::: Data :::
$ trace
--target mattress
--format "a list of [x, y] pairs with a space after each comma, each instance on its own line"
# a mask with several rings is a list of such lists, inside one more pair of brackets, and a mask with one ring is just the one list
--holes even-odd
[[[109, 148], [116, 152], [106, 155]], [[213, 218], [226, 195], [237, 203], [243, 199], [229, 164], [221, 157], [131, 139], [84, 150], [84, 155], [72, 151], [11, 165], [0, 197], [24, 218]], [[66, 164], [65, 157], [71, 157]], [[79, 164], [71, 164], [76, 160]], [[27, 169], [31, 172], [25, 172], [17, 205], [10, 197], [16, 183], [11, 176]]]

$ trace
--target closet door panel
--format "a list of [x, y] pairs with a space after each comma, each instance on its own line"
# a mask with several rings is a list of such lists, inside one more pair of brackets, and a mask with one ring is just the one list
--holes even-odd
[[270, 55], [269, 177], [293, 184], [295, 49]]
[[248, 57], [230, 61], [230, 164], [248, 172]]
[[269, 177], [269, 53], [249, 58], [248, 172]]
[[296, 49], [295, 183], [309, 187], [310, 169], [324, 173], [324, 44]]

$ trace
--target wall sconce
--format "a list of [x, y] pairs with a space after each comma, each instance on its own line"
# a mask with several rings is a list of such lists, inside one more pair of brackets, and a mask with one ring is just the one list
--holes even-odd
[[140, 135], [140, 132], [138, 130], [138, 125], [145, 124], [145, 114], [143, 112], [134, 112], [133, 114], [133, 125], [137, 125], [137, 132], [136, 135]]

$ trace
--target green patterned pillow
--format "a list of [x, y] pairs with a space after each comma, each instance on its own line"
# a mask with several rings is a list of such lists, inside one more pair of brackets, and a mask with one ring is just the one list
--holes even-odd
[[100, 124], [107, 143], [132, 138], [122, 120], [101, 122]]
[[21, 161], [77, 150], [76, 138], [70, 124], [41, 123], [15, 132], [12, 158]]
:::
§ Task instructions
Print every line of the records above again, with no character changed.

§ Reply to the exercise
$ trace
--target mattress
--format "a list of [x, y] pairs with a space after each comma, each instance on its own line"
# a mask with several rings is a list of such lists, inside one more pair of brackets, and a mask with one ring is just the one list
--holes even-odd
[[[109, 148], [116, 152], [106, 155]], [[213, 218], [226, 195], [237, 203], [243, 199], [229, 164], [221, 157], [131, 139], [84, 150], [84, 155], [72, 151], [11, 165], [0, 197], [24, 218]], [[66, 164], [65, 157], [71, 157]], [[79, 164], [71, 164], [76, 160]], [[27, 169], [31, 172], [25, 172], [17, 205], [10, 197], [16, 183], [11, 176]]]

$ trace
--target closet door panel
--format "a list of [x, y] pairs with a space after each comma, each instance on its own line"
# a mask with several rings is a list of such lists, inside one more pair of brackets, and a mask with one ring is just the one list
--holes even-odd
[[270, 55], [269, 177], [293, 184], [295, 49]]
[[248, 57], [230, 61], [230, 164], [248, 172]]
[[269, 177], [269, 53], [249, 58], [248, 172]]
[[296, 49], [295, 183], [309, 187], [310, 169], [324, 173], [324, 44]]

$ trace
--target wall sconce
--format "a list of [x, y] pairs with a space after each comma, each instance on its own line"
# a mask with several rings is a list of such lists, inside one more pair of brackets, and a mask with one ring is just the one list
--holes even-odd
[[140, 135], [140, 132], [138, 130], [138, 125], [145, 124], [145, 114], [143, 112], [134, 112], [133, 114], [133, 125], [137, 125], [137, 132], [136, 135]]

$ trace
--target green patterned pillow
--format "a list of [x, y] pairs with a space after each comma, each instance on its own line"
# a mask with several rings is a list of such lists, inside one more pair of brackets, and a mask with one ring is just the one list
--holes even-odd
[[100, 124], [107, 143], [132, 138], [122, 120], [101, 122]]
[[21, 161], [77, 150], [76, 138], [70, 124], [41, 123], [15, 132], [12, 158]]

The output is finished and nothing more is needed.